Top of Excerpted records
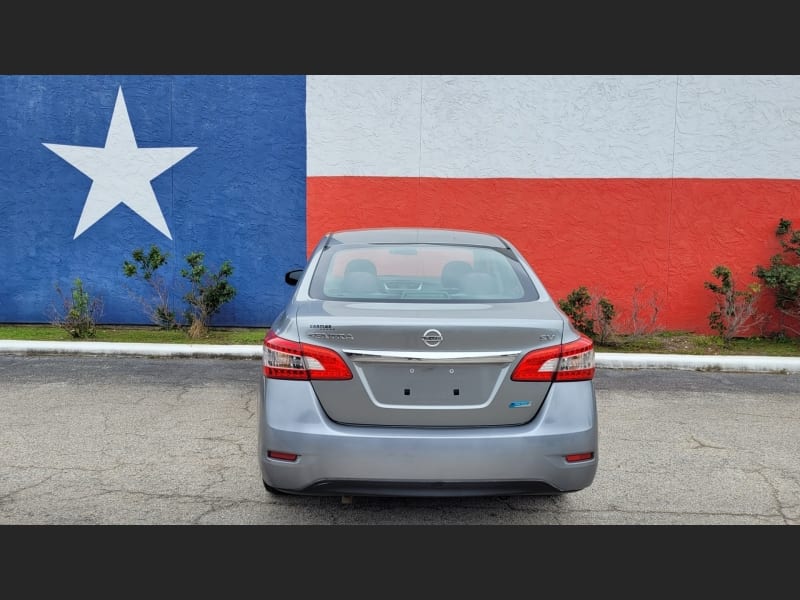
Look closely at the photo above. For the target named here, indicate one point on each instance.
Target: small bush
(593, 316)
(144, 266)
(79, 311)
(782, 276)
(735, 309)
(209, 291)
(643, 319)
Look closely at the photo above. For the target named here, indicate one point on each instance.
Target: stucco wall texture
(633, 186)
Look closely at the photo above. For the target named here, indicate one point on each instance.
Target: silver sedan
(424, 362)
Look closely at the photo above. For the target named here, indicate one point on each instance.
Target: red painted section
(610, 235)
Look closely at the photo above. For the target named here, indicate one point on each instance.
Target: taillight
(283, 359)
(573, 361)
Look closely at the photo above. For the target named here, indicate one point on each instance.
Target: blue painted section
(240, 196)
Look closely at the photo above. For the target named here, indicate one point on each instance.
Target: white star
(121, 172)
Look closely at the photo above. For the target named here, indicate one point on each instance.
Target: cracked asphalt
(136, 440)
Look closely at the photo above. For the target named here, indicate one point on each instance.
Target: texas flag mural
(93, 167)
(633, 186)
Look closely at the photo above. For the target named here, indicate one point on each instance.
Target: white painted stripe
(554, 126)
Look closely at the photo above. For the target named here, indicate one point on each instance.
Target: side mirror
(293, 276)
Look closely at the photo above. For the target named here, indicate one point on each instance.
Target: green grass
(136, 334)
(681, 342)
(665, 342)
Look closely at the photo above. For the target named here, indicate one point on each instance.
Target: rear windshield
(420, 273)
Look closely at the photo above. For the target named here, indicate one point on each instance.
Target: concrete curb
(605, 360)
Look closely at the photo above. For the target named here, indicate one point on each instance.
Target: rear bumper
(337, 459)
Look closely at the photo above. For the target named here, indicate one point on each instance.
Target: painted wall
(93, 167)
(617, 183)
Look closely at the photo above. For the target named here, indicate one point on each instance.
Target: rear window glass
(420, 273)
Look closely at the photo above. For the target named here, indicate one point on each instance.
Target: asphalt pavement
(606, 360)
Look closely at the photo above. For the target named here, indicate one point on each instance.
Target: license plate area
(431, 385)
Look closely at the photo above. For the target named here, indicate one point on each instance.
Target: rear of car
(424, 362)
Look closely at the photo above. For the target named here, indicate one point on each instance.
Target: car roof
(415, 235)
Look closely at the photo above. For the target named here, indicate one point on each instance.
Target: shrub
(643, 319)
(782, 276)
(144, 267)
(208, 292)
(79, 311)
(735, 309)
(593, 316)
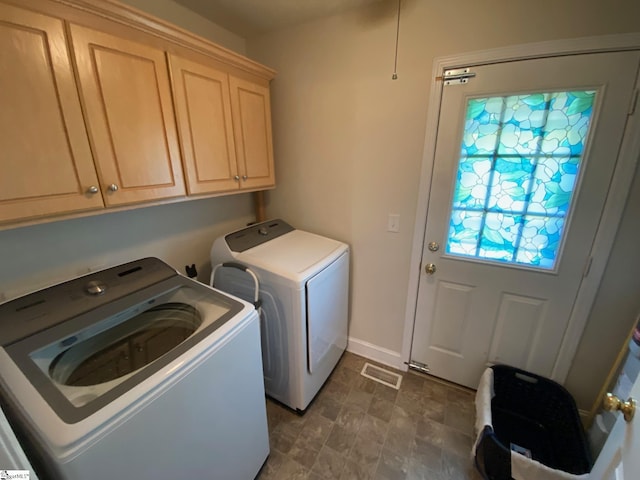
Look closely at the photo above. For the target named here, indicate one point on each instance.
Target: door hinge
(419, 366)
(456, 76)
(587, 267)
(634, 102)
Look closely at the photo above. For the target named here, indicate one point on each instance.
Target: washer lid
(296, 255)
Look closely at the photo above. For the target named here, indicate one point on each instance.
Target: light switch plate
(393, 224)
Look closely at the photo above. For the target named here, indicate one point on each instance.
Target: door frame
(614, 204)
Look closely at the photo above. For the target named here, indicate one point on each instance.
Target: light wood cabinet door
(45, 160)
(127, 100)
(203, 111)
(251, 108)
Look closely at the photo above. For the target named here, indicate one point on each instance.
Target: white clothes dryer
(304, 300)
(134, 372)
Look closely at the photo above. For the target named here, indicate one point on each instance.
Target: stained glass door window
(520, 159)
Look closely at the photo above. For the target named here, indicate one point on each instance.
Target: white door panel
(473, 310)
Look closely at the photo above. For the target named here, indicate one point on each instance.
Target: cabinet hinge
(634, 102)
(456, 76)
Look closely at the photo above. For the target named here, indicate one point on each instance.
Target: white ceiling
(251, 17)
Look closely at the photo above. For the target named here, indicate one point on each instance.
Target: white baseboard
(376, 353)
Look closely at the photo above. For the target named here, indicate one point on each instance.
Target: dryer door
Bottom of Excerpted records
Prompt: Restate, without alteration, the lines of the material above that begin at the one containing "Target: cabinet hinge" and run through its last line.

Task answer:
Target: cabinet hinge
(634, 102)
(456, 76)
Look closely at the photo above. For the target named here, indicate one point on each instance.
Target: white ceiling
(251, 17)
Look closely at the photo above. For the target named here, indicate one point on each instance.
Target: white baseboard
(376, 353)
Look closely at the photo above. For the target named here, indicate one point on each instance.
Target: dryer door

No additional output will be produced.